* start Text extract *
Re: [RFCv3 PATCH 00/48] sched: Energy cost model for energy-aware scheduling

From: Vincent Guittot
Date: Thu Apr 02 2015 - 08:44:00 EST


On 4 February 2015 at 19:30, Morten Rasmussen <morten.rasmussen@xxxxxxx> wrote:
> Several techniques for saving energy through various scheduler
> modifications have been proposed in the past, however most of the
> techniques have not been universally beneficial for all use-cases and
> platforms. For example, consolidating tasks on fewer cpus is an
> effective way to save energy on some platforms, while it might make
> things worse on others.
>
> This proposal, which is inspired by the Ksummit workshop discussions in
> 2013 [1], takes a different approach by using a (relatively) simple
> platform energy cost model to guide scheduling decisions. By providing
> the model with platform specific costing data the model can provide a
> estimate of the energy implications of scheduling decisions. So instead
> of blindly applying scheduling techniques that may or may not work for
> the current use-case, the scheduler can make informed energy-aware
> decisions. We believe this approach provides a methodology that can be
> adapted to any platform, including heterogeneous systems such as ARM
> big.LITTLE. The model considers cpus only, i.e. no peripherals, GPU or
> memory. Model data includes power consumption at each P-state and
> C-state.
* end Text extract *
* start Dataset extract *
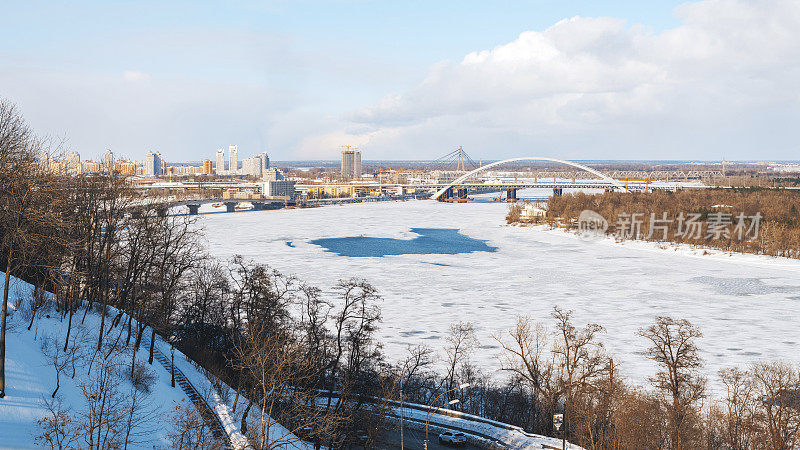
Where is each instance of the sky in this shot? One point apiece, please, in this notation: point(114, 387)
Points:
point(590, 79)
* end Dataset extract *
To be done:
- 1) In the energy-aware scheduling post, which hardware does the energy cost model leave out?
- 2) Summarize the energy-aware scheduling post in two sentences.
- 3) From the energy-aware scheduling post, extract the passage starting at "Re: [RFCv3 PATCH" and ending at "worse on others.".

Solutions to the tasks:
- 1) Peripherals, the GPU, and memory.

- 2) Earlier scheduler techniques for saving energy have not helped on every use case and platform, since a method like consolidating tasks on fewer CPUs saves energy on some platforms but can make things worse on others. The proposal instead uses a relatively simple platform energy cost model, fed with platform-specific data including power consumption at each P-state and C-state, so that the scheduler can estimate the energy effects of its decisions and make informed energy-aware choices.

- 3)
Re: [RFCv3 PATCH 00/48] sched: Energy cost model for energy-aware scheduling

From: Vincent Guittot
Date: Thu Apr 02 2015 - 08:44:00 EST


On 4 February 2015 at 19:30, Morten Rasmussen <morten.rasmussen@xxxxxxx> wrote:
> Several techniques for saving energy through various scheduler
> modifications have been proposed in the past, however most of the
> techniques have not been universally beneficial for all use-cases and
> platforms. For example, consolidating tasks on fewer cpus is an
> effective way to save energy on some platforms, while it might make
> things worse on others.